Motor Neurone Disease (MND).
My brother Shane McMahon, who has only recently turned 40, is from Lisanisk in Carrickmacross Co Monaghan. Shane has been a dedicated member of Carrickmacross Emmets GAA Club and Carrickmacross Rovers Soccer Club for many years, both as a player in the past and more recently as a referee. Other members of Shane’s family have also been deeply involved in the local community, volunteering both with Carrickmacross Emmets and other organisations. Shane and Roslyn, his fiancée, together with their young family 2 ½ year old Clarke and the new baby due shortly in January 2018., will need all our support following Shane’s diagnosis with Motor Neurone Disease in October 2017. With all the responsibilities of having a young family Shane and Roslyn must now take up the arduousness of this disease, the least of which will be the journey every 6 week to the Beaumont Hospital. Your help will support them on their way.
For most people the Ice Bucket Challenge was the first time we became aware of Motor Neuron Disease (MND), also known as ALS or Lou Gehrig’s Disease. We all had fun doing the challenge and realised we were raising awareness of MND and also a lot of money for research into it. Despite the popularity of the Ice Bucket Challenge and people’s genuine desire to help and raise awareness most people still know little or nothing about the disease unless it comes close to home.

######

## PROBLEM SET
1 - Copy the fundraising appeal starting with "For most people" and going on through "close to home.", replacing "Ice Bucket Challenge" with "viral fundraising challenge".
2 - Write the next part of the fundraising appeal for Shane McMahon, picking up after its last sentence.

######

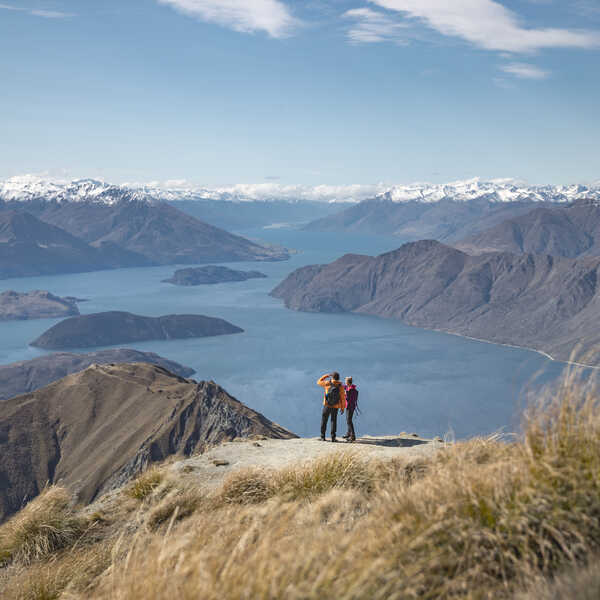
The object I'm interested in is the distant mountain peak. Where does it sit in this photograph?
[0,175,600,204]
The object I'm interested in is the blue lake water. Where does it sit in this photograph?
[0,229,564,438]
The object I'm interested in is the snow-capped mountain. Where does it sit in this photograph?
[0,175,600,204]
[381,178,600,202]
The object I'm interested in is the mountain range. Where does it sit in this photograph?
[0,348,195,400]
[305,179,600,242]
[272,240,600,364]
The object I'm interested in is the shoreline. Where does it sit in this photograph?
[432,328,600,370]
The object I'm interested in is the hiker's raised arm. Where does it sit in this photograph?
[317,373,331,387]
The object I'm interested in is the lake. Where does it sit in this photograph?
[0,228,564,438]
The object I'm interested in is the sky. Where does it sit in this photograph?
[0,0,600,185]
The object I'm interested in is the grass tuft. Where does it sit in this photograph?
[126,467,165,500]
[0,487,84,564]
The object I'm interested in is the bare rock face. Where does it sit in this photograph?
[31,311,243,350]
[272,240,600,364]
[0,348,195,400]
[0,363,296,521]
[163,265,266,286]
[0,290,79,321]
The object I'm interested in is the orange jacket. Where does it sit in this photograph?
[317,374,346,411]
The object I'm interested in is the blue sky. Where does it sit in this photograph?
[0,0,600,185]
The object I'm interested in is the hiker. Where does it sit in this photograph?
[317,371,346,442]
[344,377,358,443]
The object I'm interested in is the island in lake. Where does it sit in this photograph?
[163,265,266,285]
[31,311,244,350]
[0,290,80,321]
[0,348,195,400]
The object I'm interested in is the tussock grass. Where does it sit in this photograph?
[0,543,112,600]
[0,487,85,564]
[126,467,165,500]
[515,557,600,600]
[0,373,600,600]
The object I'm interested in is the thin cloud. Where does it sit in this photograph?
[369,0,600,53]
[500,63,550,80]
[158,0,298,38]
[343,8,408,44]
[0,4,75,19]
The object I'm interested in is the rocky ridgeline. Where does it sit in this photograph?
[163,265,266,286]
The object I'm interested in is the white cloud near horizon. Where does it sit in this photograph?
[500,63,550,80]
[158,0,298,38]
[0,4,75,19]
[343,8,409,44]
[369,0,600,53]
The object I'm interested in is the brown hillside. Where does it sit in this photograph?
[0,363,295,521]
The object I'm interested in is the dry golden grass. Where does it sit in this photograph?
[125,467,164,500]
[0,487,85,563]
[0,374,600,600]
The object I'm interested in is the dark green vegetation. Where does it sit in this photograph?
[272,240,600,364]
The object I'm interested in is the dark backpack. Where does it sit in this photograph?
[325,383,340,408]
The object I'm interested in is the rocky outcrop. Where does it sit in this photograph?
[0,364,295,521]
[272,240,600,364]
[31,311,244,350]
[0,348,195,400]
[0,290,79,321]
[455,200,600,258]
[163,265,266,286]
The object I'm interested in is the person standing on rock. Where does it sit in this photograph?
[317,371,346,442]
[344,377,358,442]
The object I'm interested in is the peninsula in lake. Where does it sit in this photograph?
[31,311,244,350]
[0,290,79,321]
[272,240,600,363]
[163,265,266,286]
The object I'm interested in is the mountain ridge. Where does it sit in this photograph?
[0,363,295,521]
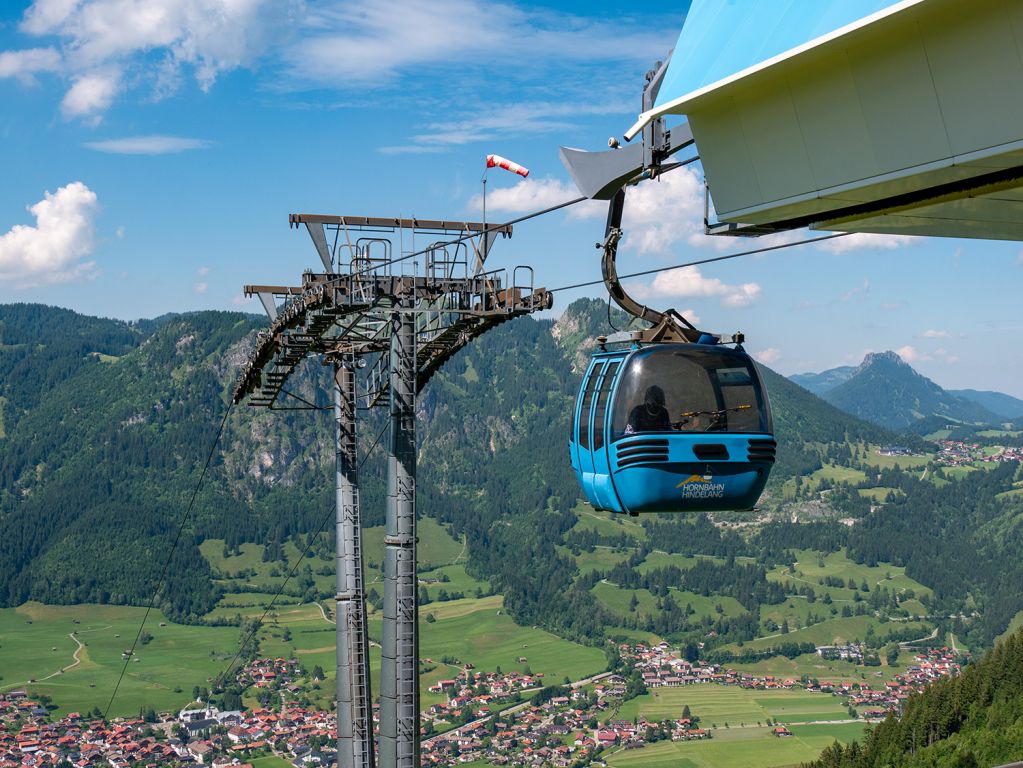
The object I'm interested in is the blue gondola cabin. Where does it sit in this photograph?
[569,344,775,514]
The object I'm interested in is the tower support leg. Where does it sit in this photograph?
[333,353,374,768]
[380,309,419,768]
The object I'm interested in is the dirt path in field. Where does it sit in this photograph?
[315,600,381,653]
[3,624,114,688]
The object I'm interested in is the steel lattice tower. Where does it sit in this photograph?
[233,214,551,768]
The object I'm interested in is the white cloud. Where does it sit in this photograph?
[60,73,119,118]
[285,0,671,87]
[0,181,99,287]
[469,176,608,218]
[634,267,760,307]
[14,0,673,120]
[85,135,210,154]
[816,232,920,254]
[678,309,702,325]
[895,345,931,363]
[20,0,282,117]
[380,97,630,153]
[0,48,60,83]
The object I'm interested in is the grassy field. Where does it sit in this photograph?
[608,723,863,768]
[619,683,849,728]
[767,549,931,601]
[728,652,911,686]
[558,546,629,574]
[726,616,932,650]
[199,517,468,593]
[861,445,937,469]
[592,581,745,617]
[0,602,238,715]
[248,755,292,768]
[857,486,905,502]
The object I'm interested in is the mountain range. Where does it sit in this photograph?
[0,300,1023,640]
[791,352,1010,432]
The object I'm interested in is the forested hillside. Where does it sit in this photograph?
[0,300,1023,645]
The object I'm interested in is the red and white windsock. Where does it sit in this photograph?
[487,154,529,178]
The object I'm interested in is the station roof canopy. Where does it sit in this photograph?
[626,0,1023,239]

######

## ANSWERS IN ORDER
1 -
For most people the viral fundraising challenge was the first time we became aware of Motor Neuron Disease (MND), also known as ALS or Lou Gehrig’s Disease. We all had fun doing the challenge and realised we were raising awareness of MND and also a lot of money for research into it. Despite the popularity of the viral fundraising challenge and people’s genuine desire to help and raise awareness most people still know little or nothing about the disease unless it comes close to home.

2 -
Currently there is no cure for Motor Neuron Disease despite the money raised by the challenge, however symptoms can be managed to help the person achieve the best possible quality of life. MND is a disease that respects no age barrier and strikes people of all ages, although those over 50 are affected more frequently it can occur in people much younger. At any one time in Ireland there are approximately 350 people living with MND. The cause of MND remains unknown.
Motor Neuron Disease is a progressive neurological condition that attacks the motor neurons, or nerves, in the brain and spinal cord. The effect of this is that the messages sent by the brain gradually stop reaching the muscles. This leads to weakness and wasting of muscles which can affect how you walk, talk, eat, drink and even breathe. People with this disease rely on those around them to support and care for them increasingly as the disease progresses.
This money raised for this fund will be used to support Shane for his future medical care costs; medical equipment costs; and home modification and adaptation costs.